**EXERCISE GOAL:**
Output every record word for word, minus the pictures.

**RECORD SET:**
......

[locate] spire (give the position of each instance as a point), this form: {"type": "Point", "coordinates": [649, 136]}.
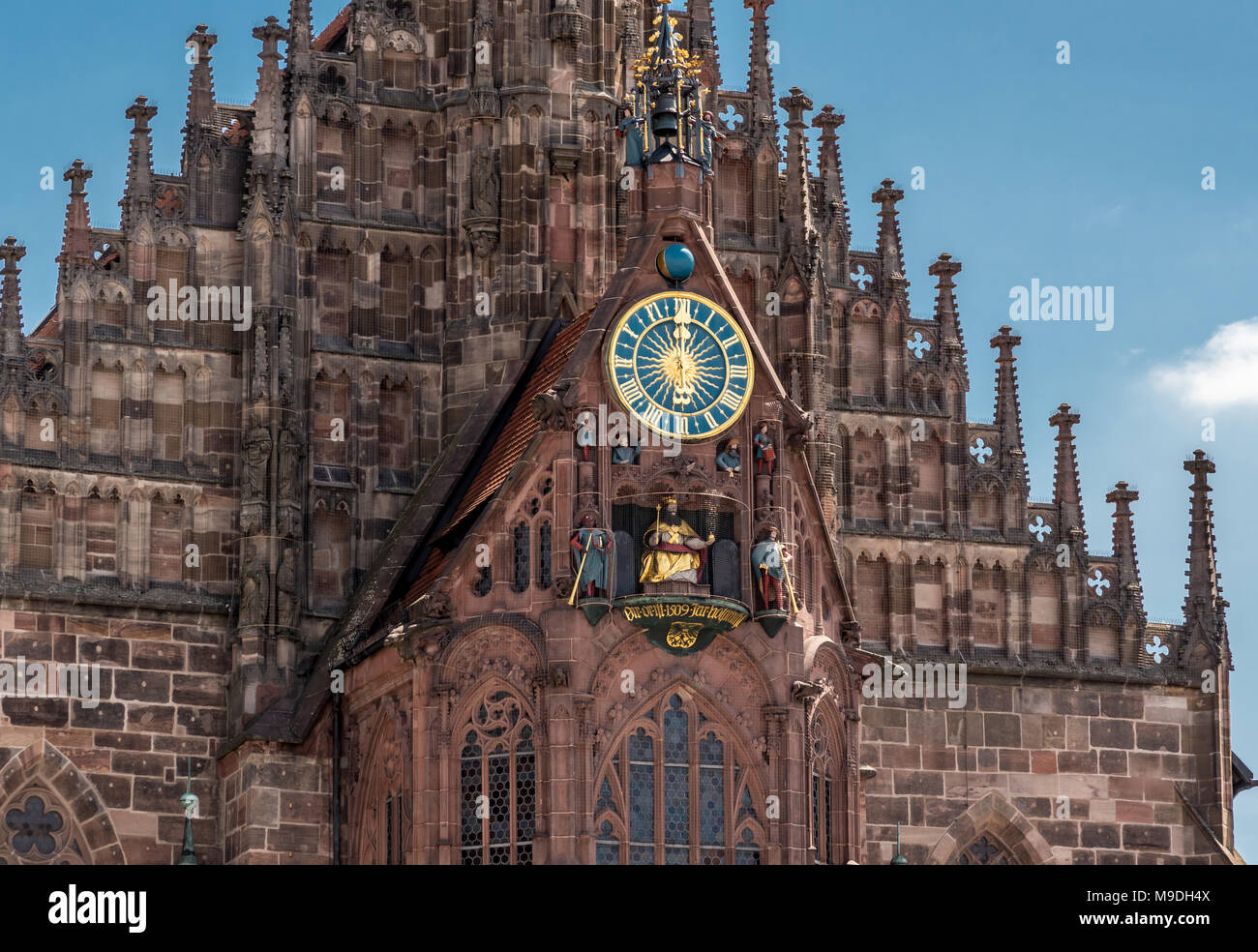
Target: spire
{"type": "Point", "coordinates": [301, 36]}
{"type": "Point", "coordinates": [668, 100]}
{"type": "Point", "coordinates": [200, 86]}
{"type": "Point", "coordinates": [799, 204]}
{"type": "Point", "coordinates": [704, 42]}
{"type": "Point", "coordinates": [944, 298]}
{"type": "Point", "coordinates": [76, 242]}
{"type": "Point", "coordinates": [1007, 413]}
{"type": "Point", "coordinates": [1123, 533]}
{"type": "Point", "coordinates": [760, 76]}
{"type": "Point", "coordinates": [137, 193]}
{"type": "Point", "coordinates": [1065, 474]}
{"type": "Point", "coordinates": [888, 229]}
{"type": "Point", "coordinates": [1203, 574]}
{"type": "Point", "coordinates": [830, 163]}
{"type": "Point", "coordinates": [268, 131]}
{"type": "Point", "coordinates": [11, 296]}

......

**ANSWER TO THIS EXERCISE:**
[locate] spire (give the position of each instance as a point), this form: {"type": "Point", "coordinates": [649, 136]}.
Target: spire
{"type": "Point", "coordinates": [301, 36]}
{"type": "Point", "coordinates": [668, 100]}
{"type": "Point", "coordinates": [200, 86]}
{"type": "Point", "coordinates": [799, 204]}
{"type": "Point", "coordinates": [704, 42]}
{"type": "Point", "coordinates": [944, 298]}
{"type": "Point", "coordinates": [76, 242]}
{"type": "Point", "coordinates": [1007, 413]}
{"type": "Point", "coordinates": [1123, 533]}
{"type": "Point", "coordinates": [760, 76]}
{"type": "Point", "coordinates": [137, 193]}
{"type": "Point", "coordinates": [1065, 474]}
{"type": "Point", "coordinates": [888, 229]}
{"type": "Point", "coordinates": [1203, 574]}
{"type": "Point", "coordinates": [830, 163]}
{"type": "Point", "coordinates": [268, 131]}
{"type": "Point", "coordinates": [11, 296]}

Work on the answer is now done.